>> BEGIN DATASET RECORDS
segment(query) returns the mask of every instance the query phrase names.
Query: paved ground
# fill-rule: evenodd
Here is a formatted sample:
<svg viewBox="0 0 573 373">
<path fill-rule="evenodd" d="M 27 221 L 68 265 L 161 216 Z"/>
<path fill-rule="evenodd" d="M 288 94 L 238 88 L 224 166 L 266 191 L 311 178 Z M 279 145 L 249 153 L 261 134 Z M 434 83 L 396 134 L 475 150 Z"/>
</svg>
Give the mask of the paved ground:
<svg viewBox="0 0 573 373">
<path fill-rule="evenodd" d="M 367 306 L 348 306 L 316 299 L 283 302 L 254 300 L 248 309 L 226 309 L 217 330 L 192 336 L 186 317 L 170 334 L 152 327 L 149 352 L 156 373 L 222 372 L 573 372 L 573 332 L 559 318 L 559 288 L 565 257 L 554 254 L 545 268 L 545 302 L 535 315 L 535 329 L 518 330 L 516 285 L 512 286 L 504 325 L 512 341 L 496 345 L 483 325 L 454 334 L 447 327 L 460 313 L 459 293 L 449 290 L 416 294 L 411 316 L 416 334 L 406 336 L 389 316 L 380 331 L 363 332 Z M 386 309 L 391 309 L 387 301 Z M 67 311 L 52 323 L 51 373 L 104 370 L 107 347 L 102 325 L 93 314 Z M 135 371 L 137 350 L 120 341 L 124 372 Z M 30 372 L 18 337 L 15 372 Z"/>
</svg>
>> END DATASET RECORDS
GIVEN EXERCISE: Rescale every item by writing out all of its lines again, requests included. Multiply each number in the answers (the viewBox dimensions and path coordinates) by 0.9 and round to whole numbers, halves up. Leave the numbers in the requests and their format samples as they are.

TASK SOLUTION:
segment(query) returns the mask of every instance the query phrase names.
Query: paved ground
# fill-rule: evenodd
Here is a formatted sample:
<svg viewBox="0 0 573 373">
<path fill-rule="evenodd" d="M 27 221 L 68 265 L 161 216 Z"/>
<path fill-rule="evenodd" d="M 288 94 L 238 88 L 224 166 L 266 191 L 311 178 Z M 279 145 L 249 153 L 261 134 Z M 434 83 L 396 134 L 475 150 Z"/>
</svg>
Give the mask of the paved ground:
<svg viewBox="0 0 516 336">
<path fill-rule="evenodd" d="M 330 275 L 313 275 L 284 269 L 255 272 L 229 270 L 223 278 L 203 278 L 195 297 L 173 302 L 167 285 L 153 301 L 137 294 L 134 317 L 140 336 L 200 335 L 516 335 L 516 299 L 503 286 L 503 259 L 509 231 L 499 229 L 491 241 L 491 272 L 482 284 L 482 296 L 466 297 L 464 257 L 461 257 L 454 293 L 461 307 L 446 311 L 435 293 L 409 301 L 402 294 L 414 282 L 413 264 L 404 261 L 374 265 L 370 284 L 374 301 L 365 302 L 350 284 L 342 298 L 327 299 Z M 347 278 L 352 278 L 348 271 Z M 60 280 L 47 291 L 46 336 L 94 333 L 96 312 L 92 293 L 84 283 Z M 122 334 L 123 315 L 108 307 L 112 335 Z M 27 335 L 16 303 L 14 335 Z"/>
</svg>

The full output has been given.